++++ Extract
You know, I didn't want to sing as Andres Serrano. I'm older, I'm not that interesting visually. But also I like the idea of becoming an alter ego so that person can do things that you can't normally do and it sort of gives you license to be someone else. So I just tried to think of names that meant something or sounded interesting. It's funny because my own name, Andres Serrano, I never liked it when I was young. I felt that Elvis Presley, now that's a good name, Bob Dylan, that's a powerful name. I felt like my name wasn't so interesting. So it was only after I got attention because "Piss Christ" and being called this controversial artist, I started to see my name in print so many times that I started to see, oh, now that name does stand for something. Even to this day my name is a lightning rod for many things, good and bad. And so I realized that Andres Serrano the name stood for something, and in the same way I wanted to find a name that could stand for something. And it just seemed like the names Brutus and Faust when you put them together roll of the tongue. It's a heavy name.
It's almost like a supervillain name.
++++++++
Your tasks:
- a) List every name of a person or figure that the speaker mentions in the interview excerpt, leaving out the artwork title.
- b) According to the interview excerpt, what led to the speaker seeing his own name in print so many times?
The lines after this point are not needed.
++++ Items
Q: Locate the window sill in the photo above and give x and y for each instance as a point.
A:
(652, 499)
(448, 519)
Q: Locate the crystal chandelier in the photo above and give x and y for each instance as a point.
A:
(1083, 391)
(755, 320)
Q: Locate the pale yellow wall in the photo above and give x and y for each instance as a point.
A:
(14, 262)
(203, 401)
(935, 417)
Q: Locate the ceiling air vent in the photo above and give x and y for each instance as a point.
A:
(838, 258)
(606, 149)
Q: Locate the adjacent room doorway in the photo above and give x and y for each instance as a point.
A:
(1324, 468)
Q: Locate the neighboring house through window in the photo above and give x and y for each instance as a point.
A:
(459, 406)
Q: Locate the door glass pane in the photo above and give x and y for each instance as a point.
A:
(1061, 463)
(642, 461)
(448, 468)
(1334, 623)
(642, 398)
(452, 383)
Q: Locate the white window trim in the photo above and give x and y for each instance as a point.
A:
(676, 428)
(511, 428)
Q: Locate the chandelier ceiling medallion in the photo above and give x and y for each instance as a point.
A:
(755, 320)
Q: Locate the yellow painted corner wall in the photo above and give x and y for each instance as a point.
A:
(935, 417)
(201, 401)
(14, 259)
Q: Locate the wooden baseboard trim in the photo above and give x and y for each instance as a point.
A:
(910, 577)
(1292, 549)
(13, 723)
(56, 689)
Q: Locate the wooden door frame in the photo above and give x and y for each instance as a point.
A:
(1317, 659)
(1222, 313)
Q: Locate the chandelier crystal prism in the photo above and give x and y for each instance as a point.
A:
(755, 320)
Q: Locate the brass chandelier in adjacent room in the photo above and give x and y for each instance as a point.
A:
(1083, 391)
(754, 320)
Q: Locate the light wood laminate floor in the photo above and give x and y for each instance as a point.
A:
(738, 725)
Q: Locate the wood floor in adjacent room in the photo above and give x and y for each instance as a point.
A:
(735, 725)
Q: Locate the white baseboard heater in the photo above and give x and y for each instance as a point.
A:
++++++++
Results for each task:
- a) Andres Serrano, Elvis Presley, Bob Dylan, Brutus, Faust

- b) He got attention because of "Piss Christ" and was called a controversial artist.